*Task*: Render the listing below as a Markdown table with two columns, Row for the row number and Line for the line itself. Leave out any blank lines.

*Records supplied*:
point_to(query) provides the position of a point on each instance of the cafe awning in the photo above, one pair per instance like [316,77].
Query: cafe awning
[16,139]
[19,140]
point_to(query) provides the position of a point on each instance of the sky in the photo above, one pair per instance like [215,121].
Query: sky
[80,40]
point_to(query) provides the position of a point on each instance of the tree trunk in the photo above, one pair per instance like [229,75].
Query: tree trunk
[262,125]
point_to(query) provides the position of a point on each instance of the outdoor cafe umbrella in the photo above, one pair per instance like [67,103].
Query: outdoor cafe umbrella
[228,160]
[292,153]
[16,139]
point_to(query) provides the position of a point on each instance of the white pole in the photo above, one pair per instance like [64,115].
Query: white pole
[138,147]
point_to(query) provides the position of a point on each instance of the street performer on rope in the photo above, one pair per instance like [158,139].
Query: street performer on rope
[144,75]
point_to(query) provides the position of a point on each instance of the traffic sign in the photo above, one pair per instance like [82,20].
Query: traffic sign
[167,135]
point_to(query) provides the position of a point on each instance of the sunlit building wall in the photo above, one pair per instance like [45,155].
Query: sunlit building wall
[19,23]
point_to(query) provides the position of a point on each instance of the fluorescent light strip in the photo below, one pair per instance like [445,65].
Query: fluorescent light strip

*Solution for this exercise*:
| Row | Line |
|---|---|
| 1 | point_to(query) provides the position of a point on each instance of the cafe awning in the photo above, one pair per instance like [316,77]. |
| 2 | Query: cafe awning |
| 3 | [16,139] |
| 4 | [19,140] |
| 5 | point_to(query) provides the position of a point on each instance of the sky in the photo above, one pair per instance like [215,121]. |
| 6 | Query: sky |
| 7 | [80,40] |
| 8 | point_to(query) provides the position of a point on each instance of the tree trunk in the photo above, one pair per instance like [229,75]. |
| 9 | Query: tree trunk |
| 10 | [262,125] |
| 11 | point_to(query) provides the position of a point on each instance of the outdoor cafe umbrella in the photo above, one pair per instance like [67,103]. |
| 12 | Query: outdoor cafe umbrella |
| 13 | [228,160] |
| 14 | [292,153] |
| 15 | [16,139] |
| 16 | point_to(query) provides the position of a point on each instance of the white pole in the photo above, one pair per instance like [64,115]. |
| 17 | Query: white pole |
| 18 | [138,147] |
| 19 | point_to(query) provides the position of a point on each instance of the street performer on rope in the photo above, one pair per instance like [158,139]. |
| 20 | Query: street performer on rope |
| 21 | [144,75] |
| 22 | point_to(query) provides the position of a point on each instance of the traffic sign in the photo above, one pair per instance like [82,20]. |
| 23 | Query: traffic sign |
| 24 | [167,135] |
| 25 | point_to(query) provides the position of a point on each instance of the sunlit building wall in the photo above, one pair per instance like [45,155]. |
| 26 | Query: sunlit building wall |
| 27 | [19,23] |
| 28 | point_to(query) provides the position of a point on each instance of the fluorescent light strip in the photo below, one pair per instance like [445,65]. |
| 29 | Query: fluorescent light strip |